(Short task):
Copy the green racing car article from "The head of" to "and its effects.", swapping "fire" for "blaze".

(Article):
Green car sets speed record
When the non-profit organisation IdéeVerte Compétition decided to create a 'green' racing car, they turned to space technology to make it safer. Running on liquefied petroleum gas, one of the least polluting fuels, and lubricated with sunflower oil, the car is protected against fire hazards by space materials. 'Green' does not have to mean slow - last week the car set a new speed record of 315 km/h.
"The car of the future will have to respect the environment. This is the only way to create a sustainable transportation system in our world," says Alain Lebrun, President of the IdéeVerte Compétition. "Today there are many new technologies available which have low impact on the environment. We also have more sustainable energy sources available such as liquid natural gas (LNG), liquefied petroleum gas (LPG), biofuels, hydrogen and fuel-cells.
"What better way to raise public awareness than putting them to the best test of all: developing a racing car?" asks Lebrun. "The racing track is the ultimate laboratory and also a fantastic place to display the ‘green’ car technology to come."
Green idea for racing
In 1993 the IdéeVerte Compétition was founded as a non-profit organisation made up of independent engineers and technicians concerned about the environment and the pollution generated by today's cars. As motor sport enthusiasts, the objective was to create a non-polluting racing car.
The head of ESA’s Technology Transfer and Promotion Office (TTP) Pierre Brisson explains, "in 2002 we decided to support the project by making available advanced space technologies. We have always been keen to support programmes related to environmental protection, especially in the motor field and, together with the IdéeVerte racing team, we identified several space technologies to help them improve safety, in particular to reduce the fire risk."
Space technologies at work
Altogether four technologies from space programmes are used in the racing car to improve overall safety by reducing the risk of fire and its effects.

[Records from a dataset]
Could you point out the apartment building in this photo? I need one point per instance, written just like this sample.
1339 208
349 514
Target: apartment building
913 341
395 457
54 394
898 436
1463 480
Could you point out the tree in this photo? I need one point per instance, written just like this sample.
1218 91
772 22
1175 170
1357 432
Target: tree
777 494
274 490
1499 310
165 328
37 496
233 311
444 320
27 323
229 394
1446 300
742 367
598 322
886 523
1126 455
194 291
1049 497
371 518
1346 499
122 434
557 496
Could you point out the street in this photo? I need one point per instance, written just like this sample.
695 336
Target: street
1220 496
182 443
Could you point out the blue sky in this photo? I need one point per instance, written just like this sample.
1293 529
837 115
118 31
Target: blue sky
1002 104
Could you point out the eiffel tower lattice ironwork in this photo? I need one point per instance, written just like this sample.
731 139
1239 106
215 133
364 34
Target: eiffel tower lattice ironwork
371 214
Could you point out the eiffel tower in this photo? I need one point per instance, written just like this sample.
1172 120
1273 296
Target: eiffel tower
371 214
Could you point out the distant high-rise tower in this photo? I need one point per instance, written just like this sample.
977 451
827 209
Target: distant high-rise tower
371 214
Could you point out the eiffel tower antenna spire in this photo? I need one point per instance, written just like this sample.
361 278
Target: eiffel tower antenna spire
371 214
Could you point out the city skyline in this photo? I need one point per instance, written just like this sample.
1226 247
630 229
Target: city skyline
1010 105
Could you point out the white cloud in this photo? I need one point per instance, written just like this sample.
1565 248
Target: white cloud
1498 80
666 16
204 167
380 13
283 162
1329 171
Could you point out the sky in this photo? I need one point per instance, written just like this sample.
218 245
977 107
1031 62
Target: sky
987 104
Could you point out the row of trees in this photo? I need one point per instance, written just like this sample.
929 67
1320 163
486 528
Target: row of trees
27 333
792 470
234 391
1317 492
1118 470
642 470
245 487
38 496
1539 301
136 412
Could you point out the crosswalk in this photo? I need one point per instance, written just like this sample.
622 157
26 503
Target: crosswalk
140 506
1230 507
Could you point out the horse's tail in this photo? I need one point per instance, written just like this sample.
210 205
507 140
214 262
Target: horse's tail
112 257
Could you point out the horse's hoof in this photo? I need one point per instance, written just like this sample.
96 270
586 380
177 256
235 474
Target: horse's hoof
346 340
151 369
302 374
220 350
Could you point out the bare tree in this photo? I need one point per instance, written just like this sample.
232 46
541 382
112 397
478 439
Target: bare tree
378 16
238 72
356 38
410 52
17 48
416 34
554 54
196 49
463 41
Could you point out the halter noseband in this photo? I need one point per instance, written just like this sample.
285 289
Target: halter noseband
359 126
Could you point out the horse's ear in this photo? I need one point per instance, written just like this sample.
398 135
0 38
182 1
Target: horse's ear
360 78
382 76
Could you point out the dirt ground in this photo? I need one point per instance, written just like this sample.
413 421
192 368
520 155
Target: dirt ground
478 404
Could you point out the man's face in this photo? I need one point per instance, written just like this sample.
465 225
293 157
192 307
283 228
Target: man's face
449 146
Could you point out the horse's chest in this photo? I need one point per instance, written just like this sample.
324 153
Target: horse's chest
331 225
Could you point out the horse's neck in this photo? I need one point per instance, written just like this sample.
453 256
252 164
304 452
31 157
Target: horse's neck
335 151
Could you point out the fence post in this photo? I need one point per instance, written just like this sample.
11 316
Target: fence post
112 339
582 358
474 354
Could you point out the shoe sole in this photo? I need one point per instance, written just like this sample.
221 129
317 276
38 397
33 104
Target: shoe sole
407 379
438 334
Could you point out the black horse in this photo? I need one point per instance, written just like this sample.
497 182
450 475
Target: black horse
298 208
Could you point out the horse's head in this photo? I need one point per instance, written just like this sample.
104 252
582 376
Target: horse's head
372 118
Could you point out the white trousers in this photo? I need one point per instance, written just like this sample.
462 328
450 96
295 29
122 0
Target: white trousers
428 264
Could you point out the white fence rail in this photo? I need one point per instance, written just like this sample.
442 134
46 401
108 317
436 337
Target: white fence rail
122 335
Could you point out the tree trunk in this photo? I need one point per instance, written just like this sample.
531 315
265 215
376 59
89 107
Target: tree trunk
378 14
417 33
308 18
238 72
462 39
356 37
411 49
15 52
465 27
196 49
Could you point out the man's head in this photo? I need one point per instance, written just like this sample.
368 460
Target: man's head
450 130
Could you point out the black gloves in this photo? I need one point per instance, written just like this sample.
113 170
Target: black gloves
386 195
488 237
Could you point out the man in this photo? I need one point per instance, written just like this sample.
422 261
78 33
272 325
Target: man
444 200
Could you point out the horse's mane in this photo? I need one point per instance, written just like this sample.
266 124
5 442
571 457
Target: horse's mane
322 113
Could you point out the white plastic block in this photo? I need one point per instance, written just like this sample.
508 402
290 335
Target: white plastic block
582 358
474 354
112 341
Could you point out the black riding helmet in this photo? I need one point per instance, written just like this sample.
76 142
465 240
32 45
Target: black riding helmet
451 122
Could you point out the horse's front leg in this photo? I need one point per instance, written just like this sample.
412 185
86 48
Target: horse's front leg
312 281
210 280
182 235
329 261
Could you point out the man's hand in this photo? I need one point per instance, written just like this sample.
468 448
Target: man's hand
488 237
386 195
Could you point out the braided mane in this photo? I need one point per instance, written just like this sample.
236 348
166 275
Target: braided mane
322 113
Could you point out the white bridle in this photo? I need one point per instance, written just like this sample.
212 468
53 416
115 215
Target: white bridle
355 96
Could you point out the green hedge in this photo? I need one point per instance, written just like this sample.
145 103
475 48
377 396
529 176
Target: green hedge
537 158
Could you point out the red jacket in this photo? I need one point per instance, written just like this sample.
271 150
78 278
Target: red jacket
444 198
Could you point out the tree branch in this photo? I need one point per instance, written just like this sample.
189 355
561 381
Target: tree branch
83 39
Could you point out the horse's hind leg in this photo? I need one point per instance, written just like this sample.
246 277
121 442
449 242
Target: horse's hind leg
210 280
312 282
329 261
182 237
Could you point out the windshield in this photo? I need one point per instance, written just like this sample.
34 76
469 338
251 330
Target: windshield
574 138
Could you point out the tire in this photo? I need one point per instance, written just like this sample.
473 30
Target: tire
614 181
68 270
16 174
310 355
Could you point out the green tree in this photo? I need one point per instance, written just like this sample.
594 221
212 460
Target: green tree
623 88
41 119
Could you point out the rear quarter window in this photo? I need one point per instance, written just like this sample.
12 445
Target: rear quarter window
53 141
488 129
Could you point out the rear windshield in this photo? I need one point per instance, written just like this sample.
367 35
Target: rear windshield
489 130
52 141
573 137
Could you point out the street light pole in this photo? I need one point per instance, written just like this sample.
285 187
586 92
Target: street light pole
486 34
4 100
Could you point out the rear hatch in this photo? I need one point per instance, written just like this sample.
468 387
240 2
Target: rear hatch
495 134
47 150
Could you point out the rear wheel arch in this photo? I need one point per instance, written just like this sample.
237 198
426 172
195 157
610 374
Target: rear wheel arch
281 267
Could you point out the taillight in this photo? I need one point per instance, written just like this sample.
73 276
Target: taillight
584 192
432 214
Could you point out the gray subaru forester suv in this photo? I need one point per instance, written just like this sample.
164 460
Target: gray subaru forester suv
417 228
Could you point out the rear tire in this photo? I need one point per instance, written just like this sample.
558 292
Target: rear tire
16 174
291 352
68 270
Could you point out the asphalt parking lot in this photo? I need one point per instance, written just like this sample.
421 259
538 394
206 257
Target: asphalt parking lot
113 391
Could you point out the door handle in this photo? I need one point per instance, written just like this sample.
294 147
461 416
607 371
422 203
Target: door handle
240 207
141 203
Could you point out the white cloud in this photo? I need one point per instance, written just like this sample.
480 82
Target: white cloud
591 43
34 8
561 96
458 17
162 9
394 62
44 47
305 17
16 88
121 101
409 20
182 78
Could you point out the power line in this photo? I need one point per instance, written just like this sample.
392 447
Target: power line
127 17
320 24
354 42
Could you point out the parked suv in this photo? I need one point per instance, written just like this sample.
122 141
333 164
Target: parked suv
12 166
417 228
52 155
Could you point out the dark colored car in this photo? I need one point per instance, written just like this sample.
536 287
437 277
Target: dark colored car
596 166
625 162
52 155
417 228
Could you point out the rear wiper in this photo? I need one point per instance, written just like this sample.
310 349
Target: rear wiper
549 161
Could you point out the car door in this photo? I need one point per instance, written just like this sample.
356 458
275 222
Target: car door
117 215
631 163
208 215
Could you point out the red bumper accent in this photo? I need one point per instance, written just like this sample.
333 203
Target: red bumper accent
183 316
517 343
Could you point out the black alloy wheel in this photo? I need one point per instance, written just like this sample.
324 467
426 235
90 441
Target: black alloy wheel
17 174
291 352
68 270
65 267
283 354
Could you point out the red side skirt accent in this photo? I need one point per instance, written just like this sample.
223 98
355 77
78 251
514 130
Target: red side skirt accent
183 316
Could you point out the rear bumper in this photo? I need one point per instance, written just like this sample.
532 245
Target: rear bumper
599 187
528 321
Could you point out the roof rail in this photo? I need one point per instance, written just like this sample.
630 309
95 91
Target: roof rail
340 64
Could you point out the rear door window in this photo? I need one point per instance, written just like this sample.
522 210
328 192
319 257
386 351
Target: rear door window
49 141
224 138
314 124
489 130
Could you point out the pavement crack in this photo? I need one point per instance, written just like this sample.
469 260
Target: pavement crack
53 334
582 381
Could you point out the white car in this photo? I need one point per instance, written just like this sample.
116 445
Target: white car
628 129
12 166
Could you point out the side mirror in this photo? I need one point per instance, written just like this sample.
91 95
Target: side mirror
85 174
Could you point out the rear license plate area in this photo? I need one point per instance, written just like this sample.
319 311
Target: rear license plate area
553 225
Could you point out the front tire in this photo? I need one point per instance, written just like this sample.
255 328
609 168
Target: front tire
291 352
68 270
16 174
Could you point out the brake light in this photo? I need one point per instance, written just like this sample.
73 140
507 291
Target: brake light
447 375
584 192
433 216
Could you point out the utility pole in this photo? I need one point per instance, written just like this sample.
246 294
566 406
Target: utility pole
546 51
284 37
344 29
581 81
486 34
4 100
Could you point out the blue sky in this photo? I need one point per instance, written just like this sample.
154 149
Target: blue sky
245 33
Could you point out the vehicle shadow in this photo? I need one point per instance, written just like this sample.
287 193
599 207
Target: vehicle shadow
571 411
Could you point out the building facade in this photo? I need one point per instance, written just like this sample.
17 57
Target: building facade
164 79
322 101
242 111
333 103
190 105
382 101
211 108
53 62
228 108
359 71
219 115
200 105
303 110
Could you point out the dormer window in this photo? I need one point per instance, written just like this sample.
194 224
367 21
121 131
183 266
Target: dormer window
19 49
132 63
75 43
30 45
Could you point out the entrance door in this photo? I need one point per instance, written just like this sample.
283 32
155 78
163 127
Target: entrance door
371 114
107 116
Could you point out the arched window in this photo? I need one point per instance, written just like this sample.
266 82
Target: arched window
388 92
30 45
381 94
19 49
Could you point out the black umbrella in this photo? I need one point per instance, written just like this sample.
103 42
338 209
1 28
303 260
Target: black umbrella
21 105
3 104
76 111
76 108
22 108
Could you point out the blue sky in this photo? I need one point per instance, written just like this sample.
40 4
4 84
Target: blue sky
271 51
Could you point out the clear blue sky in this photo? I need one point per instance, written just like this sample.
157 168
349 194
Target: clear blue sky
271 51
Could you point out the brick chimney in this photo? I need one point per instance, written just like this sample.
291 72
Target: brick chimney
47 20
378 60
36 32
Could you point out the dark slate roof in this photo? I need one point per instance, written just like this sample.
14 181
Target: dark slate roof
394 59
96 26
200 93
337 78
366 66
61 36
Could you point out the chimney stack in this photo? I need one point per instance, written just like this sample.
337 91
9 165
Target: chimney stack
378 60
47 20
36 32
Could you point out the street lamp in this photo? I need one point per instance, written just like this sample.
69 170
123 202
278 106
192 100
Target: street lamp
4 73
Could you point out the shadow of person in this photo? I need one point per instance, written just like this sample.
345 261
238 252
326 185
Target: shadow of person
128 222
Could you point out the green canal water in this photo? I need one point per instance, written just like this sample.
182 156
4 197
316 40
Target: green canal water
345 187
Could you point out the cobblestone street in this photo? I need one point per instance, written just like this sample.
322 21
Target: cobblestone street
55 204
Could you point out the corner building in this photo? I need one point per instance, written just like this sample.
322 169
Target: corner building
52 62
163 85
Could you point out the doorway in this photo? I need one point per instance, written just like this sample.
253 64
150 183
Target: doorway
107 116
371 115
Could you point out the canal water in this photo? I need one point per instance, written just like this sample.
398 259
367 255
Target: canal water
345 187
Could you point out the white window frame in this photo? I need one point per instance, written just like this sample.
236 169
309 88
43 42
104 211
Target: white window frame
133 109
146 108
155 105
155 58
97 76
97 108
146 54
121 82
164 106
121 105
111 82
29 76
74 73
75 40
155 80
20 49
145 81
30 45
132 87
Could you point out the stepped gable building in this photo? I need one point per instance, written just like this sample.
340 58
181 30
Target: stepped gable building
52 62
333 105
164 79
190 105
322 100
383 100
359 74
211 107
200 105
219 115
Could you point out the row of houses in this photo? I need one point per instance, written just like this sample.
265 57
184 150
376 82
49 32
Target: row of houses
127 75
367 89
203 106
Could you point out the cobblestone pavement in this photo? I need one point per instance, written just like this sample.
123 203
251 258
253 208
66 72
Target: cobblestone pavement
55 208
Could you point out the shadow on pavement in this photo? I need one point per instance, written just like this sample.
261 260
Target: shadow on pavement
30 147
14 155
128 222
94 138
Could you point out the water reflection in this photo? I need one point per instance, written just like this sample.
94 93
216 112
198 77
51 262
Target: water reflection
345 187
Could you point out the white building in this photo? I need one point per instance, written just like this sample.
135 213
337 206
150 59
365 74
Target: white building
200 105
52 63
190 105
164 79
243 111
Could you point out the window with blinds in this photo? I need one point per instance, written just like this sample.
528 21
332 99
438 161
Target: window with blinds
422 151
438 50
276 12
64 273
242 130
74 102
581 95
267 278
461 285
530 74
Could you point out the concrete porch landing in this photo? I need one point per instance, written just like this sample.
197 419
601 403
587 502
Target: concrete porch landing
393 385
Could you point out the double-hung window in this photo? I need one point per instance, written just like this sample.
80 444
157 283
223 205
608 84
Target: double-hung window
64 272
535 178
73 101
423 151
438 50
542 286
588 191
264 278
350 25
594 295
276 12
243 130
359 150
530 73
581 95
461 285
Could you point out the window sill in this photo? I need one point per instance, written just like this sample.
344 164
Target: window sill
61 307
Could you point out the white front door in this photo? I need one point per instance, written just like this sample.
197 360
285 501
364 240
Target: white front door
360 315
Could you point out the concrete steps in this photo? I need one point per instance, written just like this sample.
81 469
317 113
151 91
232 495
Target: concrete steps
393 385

(In response):
The head of ESA’s Technology Transfer and Promotion Office (TTP) Pierre Brisson explains, "in 2002 we decided to support the project by making available advanced space technologies. We have always been keen to support programmes related to environmental protection, especially in the motor field and, together with the IdéeVerte racing team, we identified several space technologies to help them improve safety, in particular to reduce the blaze risk."
Space technologies at work
Altogether four technologies from space programmes are used in the racing car to improve overall safety by reducing the risk of blaze and its effects.